(Records from a collection)
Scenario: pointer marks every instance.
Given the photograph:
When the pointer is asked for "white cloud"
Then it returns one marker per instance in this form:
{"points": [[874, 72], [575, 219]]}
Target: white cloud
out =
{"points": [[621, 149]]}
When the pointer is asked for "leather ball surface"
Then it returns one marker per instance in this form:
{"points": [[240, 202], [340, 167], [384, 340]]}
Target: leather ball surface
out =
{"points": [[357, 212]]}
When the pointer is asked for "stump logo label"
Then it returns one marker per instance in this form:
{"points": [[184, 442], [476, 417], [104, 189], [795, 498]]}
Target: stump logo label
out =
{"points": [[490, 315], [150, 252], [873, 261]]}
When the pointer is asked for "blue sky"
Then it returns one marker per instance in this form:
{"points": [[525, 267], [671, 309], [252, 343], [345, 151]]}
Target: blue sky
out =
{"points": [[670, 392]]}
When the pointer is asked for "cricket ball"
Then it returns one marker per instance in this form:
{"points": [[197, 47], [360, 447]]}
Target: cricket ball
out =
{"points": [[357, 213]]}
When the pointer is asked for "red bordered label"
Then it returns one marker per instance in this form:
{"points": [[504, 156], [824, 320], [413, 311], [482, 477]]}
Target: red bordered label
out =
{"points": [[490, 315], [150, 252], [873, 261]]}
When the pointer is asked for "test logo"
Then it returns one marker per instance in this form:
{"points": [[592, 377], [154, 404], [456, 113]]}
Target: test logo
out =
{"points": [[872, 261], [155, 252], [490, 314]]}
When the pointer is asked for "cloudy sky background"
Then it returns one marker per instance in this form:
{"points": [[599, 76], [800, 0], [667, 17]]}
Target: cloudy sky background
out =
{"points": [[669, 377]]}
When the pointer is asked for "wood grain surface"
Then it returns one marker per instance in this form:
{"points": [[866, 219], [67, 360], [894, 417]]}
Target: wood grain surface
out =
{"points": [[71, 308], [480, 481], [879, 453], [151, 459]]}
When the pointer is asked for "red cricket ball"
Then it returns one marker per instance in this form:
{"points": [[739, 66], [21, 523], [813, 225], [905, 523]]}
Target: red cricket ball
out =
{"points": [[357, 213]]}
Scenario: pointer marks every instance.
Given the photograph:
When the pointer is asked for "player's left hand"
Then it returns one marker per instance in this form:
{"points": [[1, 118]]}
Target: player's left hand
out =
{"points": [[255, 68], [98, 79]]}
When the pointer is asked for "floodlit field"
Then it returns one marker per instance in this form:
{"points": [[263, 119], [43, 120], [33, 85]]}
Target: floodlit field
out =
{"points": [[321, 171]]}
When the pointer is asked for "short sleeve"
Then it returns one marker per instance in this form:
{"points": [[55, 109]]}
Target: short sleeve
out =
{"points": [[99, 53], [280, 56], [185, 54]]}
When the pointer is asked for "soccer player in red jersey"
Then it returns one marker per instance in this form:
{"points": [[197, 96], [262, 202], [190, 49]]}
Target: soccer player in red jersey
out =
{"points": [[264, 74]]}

=== Directions for this task ===
List all lines from the entries that include the word "jersey".

=== Finished task ===
When the pointer is asked for "soccer player in red jersey"
Target: soccer player in red jersey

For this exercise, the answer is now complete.